━━━━━ INFORMATION SUPPLIED

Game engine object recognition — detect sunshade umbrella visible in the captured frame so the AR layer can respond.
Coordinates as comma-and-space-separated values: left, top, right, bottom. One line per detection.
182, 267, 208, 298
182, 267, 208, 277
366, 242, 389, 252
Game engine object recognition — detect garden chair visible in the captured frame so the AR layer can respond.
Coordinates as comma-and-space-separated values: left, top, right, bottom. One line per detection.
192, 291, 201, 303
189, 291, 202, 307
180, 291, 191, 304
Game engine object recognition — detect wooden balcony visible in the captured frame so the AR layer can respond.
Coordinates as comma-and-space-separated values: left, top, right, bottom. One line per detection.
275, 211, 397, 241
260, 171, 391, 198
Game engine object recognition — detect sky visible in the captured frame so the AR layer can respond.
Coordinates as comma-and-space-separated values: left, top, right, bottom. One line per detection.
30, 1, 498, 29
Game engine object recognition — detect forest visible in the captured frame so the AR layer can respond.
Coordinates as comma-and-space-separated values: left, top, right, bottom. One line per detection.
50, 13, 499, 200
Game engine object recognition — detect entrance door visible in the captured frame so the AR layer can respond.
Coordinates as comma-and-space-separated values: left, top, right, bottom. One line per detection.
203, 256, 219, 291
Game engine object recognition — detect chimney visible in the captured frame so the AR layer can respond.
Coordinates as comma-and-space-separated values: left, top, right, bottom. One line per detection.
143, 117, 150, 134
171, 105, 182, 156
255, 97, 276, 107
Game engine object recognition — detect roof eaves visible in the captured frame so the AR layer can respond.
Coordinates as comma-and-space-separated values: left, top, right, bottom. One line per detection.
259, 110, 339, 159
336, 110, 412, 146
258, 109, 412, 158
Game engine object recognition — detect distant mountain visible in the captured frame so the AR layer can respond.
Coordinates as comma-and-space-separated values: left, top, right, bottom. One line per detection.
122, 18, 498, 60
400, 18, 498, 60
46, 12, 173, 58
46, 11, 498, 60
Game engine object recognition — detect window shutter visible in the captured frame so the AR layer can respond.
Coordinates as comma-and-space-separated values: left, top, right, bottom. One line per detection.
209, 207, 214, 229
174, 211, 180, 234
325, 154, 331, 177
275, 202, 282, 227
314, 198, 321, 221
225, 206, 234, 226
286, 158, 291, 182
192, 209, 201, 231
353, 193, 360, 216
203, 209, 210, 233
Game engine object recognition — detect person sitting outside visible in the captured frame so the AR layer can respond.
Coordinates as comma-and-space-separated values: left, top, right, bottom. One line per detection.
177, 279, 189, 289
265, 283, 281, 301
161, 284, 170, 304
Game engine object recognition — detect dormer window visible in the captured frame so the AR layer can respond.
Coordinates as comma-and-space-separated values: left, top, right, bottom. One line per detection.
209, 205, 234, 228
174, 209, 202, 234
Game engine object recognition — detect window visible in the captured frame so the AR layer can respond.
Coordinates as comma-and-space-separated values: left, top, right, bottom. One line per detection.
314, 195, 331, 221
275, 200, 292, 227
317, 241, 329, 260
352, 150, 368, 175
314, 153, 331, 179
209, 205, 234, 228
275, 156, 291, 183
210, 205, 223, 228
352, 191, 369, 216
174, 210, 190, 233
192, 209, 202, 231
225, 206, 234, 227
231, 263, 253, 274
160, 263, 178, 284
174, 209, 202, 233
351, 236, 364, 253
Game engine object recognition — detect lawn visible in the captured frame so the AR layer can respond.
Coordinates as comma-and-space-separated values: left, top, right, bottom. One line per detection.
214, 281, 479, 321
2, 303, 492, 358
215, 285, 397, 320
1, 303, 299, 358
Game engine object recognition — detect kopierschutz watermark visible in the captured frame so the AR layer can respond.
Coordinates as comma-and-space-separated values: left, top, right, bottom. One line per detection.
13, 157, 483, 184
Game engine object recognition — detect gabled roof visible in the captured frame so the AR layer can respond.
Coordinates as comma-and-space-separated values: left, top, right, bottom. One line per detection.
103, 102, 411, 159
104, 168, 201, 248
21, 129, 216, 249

━━━━━━━━━━

*PROBLEM TO WORK ON:* Please find every line in the records that contains the word "roof", and copy it out.

*WRITTEN ANSWER:*
Game engine object recognition — detect roof eaves visible in the captured frame so the AR layer can respond.
Game engine object recognition — detect gabled roof visible in the captured frame so the AR layer can respond.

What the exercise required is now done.